この3つの時期の合計で、半年から1年以上リハビリを継続するケースも多くあります。

💡 回復スピードは人によってこんなに違う

脳梗塞後の回復には、「個人差」が大きく影響します。同じような発症部位でも、リハビリ期間や効果に差が出ることは珍しくありません。

主に影響するポイントとしては…

  • 脳梗塞の種類や重症度(ラクナ梗塞 vs アテローム血栓性 vs 心原性など)

  • 年齢や体力、持病の有無

  • 発症からリハビリ開始までの時間(早ければ早いほど効果的)

  • サポート体制(家族・医療・介護)

  • 本人のモチベーションや性格(意外と重要!)

たとえば、若くて軽症の方であれば数週間で退院できるケースもあれば、重度の麻痺や高齢であれば数ヶ月〜1年以上のリハビリが必要になることもあります。


💬 医療者の一言:
「リハビリの“期間”を気にしすぎず、“今できること”に目を向けることが、結果的に早い回復につながることも多いんです。焦らず、一歩ずつで大丈夫ですよ。」

= 提供された情報 =
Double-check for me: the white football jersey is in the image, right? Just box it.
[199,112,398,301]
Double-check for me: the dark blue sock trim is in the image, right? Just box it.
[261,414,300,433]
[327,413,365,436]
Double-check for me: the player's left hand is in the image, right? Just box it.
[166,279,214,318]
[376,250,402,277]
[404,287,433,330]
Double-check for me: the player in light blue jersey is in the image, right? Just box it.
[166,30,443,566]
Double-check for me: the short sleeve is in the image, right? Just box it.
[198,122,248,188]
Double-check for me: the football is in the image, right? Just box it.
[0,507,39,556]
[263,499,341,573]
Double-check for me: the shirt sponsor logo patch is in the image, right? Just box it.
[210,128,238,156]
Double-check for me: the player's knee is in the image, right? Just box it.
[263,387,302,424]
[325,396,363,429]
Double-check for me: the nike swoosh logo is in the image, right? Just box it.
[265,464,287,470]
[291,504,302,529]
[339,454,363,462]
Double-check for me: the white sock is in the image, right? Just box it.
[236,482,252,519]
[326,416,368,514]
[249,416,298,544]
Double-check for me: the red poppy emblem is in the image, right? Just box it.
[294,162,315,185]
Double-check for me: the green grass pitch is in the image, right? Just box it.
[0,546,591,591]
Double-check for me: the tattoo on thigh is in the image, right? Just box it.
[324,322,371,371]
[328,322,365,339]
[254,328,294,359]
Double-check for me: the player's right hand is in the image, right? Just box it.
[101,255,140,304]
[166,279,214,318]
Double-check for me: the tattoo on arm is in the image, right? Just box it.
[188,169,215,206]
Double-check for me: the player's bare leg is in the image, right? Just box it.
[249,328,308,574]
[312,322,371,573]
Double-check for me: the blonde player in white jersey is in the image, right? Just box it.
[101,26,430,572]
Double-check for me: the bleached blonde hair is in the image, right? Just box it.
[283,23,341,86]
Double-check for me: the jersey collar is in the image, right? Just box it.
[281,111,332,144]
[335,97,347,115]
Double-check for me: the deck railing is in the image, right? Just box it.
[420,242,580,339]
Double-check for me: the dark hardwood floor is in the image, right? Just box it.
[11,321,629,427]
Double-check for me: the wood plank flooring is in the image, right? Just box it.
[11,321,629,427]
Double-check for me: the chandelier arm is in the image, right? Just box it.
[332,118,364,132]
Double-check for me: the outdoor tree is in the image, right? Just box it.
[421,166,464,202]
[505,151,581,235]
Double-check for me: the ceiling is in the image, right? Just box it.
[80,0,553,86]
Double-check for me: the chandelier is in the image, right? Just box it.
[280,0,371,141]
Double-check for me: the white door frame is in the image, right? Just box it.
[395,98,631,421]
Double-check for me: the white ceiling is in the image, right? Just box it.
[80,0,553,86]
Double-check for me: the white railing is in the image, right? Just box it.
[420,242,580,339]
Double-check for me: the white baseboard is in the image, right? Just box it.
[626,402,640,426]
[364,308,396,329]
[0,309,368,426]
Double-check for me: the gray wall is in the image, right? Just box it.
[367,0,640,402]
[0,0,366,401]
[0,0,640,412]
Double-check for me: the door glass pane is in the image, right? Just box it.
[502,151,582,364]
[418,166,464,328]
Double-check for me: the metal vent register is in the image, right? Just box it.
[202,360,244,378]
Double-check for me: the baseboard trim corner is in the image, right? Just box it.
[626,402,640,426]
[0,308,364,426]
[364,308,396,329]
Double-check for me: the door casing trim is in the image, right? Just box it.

= やること =
1. 脳梗塞のリハビリについての抜粋をもとに、次の問いに答えてください。
(a) 3つの時期の合計で、リハビリをどのくらいの期間継続するケースが多いとされていますか。
(b) 発症からリハビリ開始までの時間について、括弧内で何と述べていますか。
(c) 医療者は、何に目を向けることを勧めていますか。
2. 脳梗塞のリハビリについての抜粋を書き写してください。「この3つの時期の合計で、半年から1年以上リハビリを継続するケースも多くあります。」を含む箇所から始め、「アテローム血栓性 vs 心原性など)」の後で止め、一字も変えないでください。
記録はこの抜粋とは別の資料です。

= 各課題の答え =
1.
(a) 半年から1年以上
(b) 早ければ早いほど効果的
(c) “今できること”

2.
この3つの時期の合計で、半年から1年以上リハビリを継続するケースも多くあります。

💡 回復スピードは人によってこんなに違う

脳梗塞後の回復には、「個人差」が大きく影響します。同じような発症部位でも、リハビリ期間や効果に差が出ることは珍しくありません。

主に影響するポイントとしては…

  • 脳梗塞の種類や重症度(ラクナ梗塞 vs アテローム血栓性 vs 心原性など)